* [TASK INSTRUCTIONS] Below is a block of records: output all of them exactly and leave out the pictures.
* * * *
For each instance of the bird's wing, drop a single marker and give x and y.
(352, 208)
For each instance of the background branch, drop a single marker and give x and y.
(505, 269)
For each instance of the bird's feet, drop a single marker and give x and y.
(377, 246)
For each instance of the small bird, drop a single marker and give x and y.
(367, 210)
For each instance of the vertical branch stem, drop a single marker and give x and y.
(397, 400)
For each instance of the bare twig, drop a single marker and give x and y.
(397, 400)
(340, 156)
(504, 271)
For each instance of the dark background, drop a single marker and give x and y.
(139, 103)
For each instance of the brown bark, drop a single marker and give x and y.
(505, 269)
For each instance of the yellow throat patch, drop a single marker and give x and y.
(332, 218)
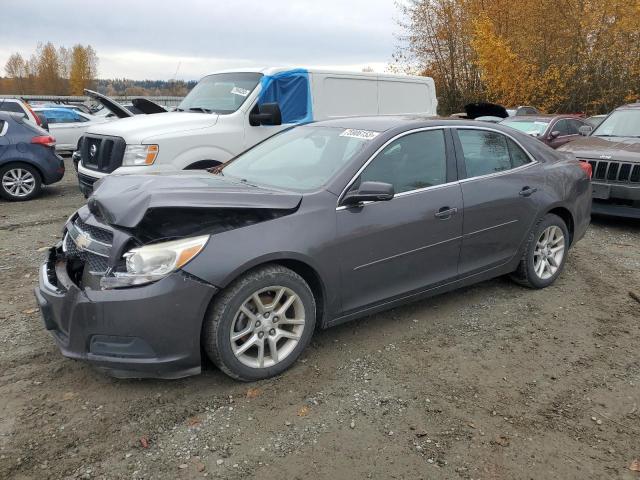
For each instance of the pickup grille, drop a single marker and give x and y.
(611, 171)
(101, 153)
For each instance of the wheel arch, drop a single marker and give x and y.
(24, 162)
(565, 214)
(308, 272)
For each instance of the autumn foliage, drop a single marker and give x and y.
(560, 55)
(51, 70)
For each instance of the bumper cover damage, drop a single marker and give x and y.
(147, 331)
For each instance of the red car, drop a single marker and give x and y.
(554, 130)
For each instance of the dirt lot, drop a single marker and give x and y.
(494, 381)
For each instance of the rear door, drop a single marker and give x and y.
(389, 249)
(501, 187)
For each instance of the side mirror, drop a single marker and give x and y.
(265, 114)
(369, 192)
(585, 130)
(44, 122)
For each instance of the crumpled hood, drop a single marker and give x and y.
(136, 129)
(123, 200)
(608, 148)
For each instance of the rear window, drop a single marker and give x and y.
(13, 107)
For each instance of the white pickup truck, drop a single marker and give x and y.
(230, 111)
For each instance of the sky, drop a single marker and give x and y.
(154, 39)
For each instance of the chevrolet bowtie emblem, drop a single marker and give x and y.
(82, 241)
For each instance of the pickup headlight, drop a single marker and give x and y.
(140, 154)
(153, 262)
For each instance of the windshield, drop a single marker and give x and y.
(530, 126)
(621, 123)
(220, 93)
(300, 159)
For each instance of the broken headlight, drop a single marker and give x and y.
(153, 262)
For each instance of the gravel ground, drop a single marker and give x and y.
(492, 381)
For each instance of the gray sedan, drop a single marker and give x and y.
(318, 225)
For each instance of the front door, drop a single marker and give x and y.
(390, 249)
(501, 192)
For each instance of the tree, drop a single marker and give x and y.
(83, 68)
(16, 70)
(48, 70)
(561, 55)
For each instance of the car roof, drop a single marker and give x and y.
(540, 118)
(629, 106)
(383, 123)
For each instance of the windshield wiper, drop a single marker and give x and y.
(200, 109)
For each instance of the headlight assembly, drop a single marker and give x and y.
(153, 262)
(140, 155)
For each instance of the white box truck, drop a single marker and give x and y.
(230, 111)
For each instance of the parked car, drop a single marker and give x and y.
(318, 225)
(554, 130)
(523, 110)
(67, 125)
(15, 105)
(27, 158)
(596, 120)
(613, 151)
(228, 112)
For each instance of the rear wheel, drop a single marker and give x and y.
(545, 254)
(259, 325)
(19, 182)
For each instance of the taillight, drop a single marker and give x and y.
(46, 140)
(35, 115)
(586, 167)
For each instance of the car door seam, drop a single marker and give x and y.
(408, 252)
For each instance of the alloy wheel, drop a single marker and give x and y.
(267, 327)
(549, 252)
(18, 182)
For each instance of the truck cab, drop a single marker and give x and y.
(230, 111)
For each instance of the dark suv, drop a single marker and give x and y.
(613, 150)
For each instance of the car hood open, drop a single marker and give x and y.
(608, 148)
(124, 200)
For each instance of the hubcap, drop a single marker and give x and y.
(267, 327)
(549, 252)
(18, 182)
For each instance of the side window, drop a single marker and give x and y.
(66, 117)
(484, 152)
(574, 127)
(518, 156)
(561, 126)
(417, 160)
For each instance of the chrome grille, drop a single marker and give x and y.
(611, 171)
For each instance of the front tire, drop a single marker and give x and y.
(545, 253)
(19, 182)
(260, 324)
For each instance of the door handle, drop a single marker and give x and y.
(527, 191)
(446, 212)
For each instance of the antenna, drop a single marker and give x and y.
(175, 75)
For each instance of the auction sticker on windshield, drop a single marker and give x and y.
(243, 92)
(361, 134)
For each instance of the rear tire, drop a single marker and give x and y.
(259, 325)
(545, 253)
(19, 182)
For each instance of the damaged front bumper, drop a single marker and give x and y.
* * * *
* [RESPONSE]
For each instance of the bird's wing, drop a single marker and give x and y.
(352, 208)
For each instance of the background branch, drop a single marker and give x and y.
(505, 269)
For each instance of the bird's feet, drop a single marker and give x and y.
(377, 246)
For each instance of the small bird, drop a single marker and give x and y.
(367, 210)
For each instance of the vertical branch stem, drop a single marker and give x and y.
(397, 400)
For each instance of the bare twig, drop a single marker and give x and y.
(397, 400)
(340, 156)
(504, 271)
For each instance of the dark background, drop a single marker and give x and y.
(139, 103)
For each instance of the brown bark, drop a single marker and give x and y.
(505, 269)
For each instance of the yellow throat patch, drop a single marker and give x and y.
(332, 218)
For each instance of the pickup grille, drop a single marker and give x and y.
(611, 171)
(101, 153)
For each instance of the wheel arch, drop a single marker and give x and y.
(24, 162)
(565, 214)
(308, 272)
For each instance of the autumn foliage, drop a single marker and give x and y.
(560, 55)
(51, 70)
For each instance of the bumper cover damage, drop a single marker and give x and y.
(147, 331)
For each instance of the red car, drop a single marker and give x and y.
(554, 130)
For each instance of the dirt lot, drop a single marker and give x and y.
(494, 381)
For each instance of the rear door, drop a single marker and give x and y.
(389, 249)
(501, 187)
For each instance of the side mirror, drop a single marker and give x and y.
(265, 114)
(369, 192)
(585, 130)
(44, 122)
For each instance of the crumpled hood, drop a single marker and give x and y.
(136, 129)
(123, 200)
(608, 148)
For each instance of the rear window, drop a single marker and give x and y.
(13, 107)
For each instance of the white pickup truck, drop a single marker and give x and y.
(230, 111)
For each instance of the sky, drop a single marker and give x and y.
(154, 39)
For each instance of the chevrolet bowtie emblem, drop a single marker and give x and y.
(82, 241)
For each instance of the pickup headlight, drop a single marker and give x and y.
(140, 154)
(153, 262)
For each instance of the windshield, drop a single marker and give x and y.
(530, 126)
(621, 123)
(220, 93)
(300, 159)
For each instance of the broken headlight, drop a single marker and give x and y.
(153, 262)
For each instance of the gravel ground, drop a single marker and give x and y.
(492, 381)
For each instance of the gray sedan, drop a single marker and give x and y.
(318, 225)
For each instance of the front door, drop a single marker and give x and y.
(390, 249)
(501, 192)
For each instance of the tree, drop a single marker and give x and y.
(83, 68)
(16, 70)
(48, 70)
(561, 55)
For each instance of the car roof, drop a single marker and give x and y.
(540, 118)
(629, 106)
(383, 123)
For each instance of the windshield wiper, drop a single marker and give x and y.
(200, 109)
For each instance of the headlight assembly, drop a single marker and give x and y.
(153, 262)
(140, 155)
For each instance of the white box truck, drop a single marker and give x and y.
(230, 111)
For each instance of the parked car, drop a single marker and give x and y.
(318, 225)
(554, 130)
(523, 110)
(67, 125)
(15, 105)
(27, 158)
(596, 120)
(613, 151)
(228, 112)
For each instance of the rear wheel, drop a single marker and give x and y.
(545, 254)
(259, 325)
(19, 182)
For each instance of the taillight, drop a single marker and give x and y.
(46, 140)
(35, 115)
(586, 167)
For each instance of the car door seam, drop a single marker and give x and y.
(408, 252)
For each instance of the alloy wheel, drop a single marker and give x and y.
(267, 327)
(549, 252)
(18, 182)
For each instance of the truck cab, drop a single marker and give x and y.
(230, 111)
For each instance of the dark suv, drop a single marker and give x and y.
(613, 150)
For each instance of the car hood open, drop a single marker and give x and y.
(608, 148)
(124, 200)
For each instance of the hubcap, drop a single marker and give x and y.
(267, 327)
(549, 252)
(18, 182)
For each instance of the side window, drop a single marker and give x and y.
(66, 117)
(484, 152)
(574, 127)
(518, 156)
(561, 126)
(417, 160)
For each instance of the chrome grille, drop a single marker and give x and y.
(611, 171)
For each instance of the front tire, drop a single marker and give x and y.
(545, 253)
(19, 182)
(260, 324)
For each instance of the door handle, drop a single marker and give x and y.
(527, 191)
(446, 212)
For each instance of the antenna, drop a single marker and give x and y.
(175, 75)
For each instance of the auction sticker on windshield, drop a single marker and give x and y.
(243, 92)
(361, 134)
For each instance of the rear tire, drop a single marker and give x and y.
(259, 325)
(545, 253)
(19, 182)
For each instance of the damaged front bumper, drop a single marker and give x and y.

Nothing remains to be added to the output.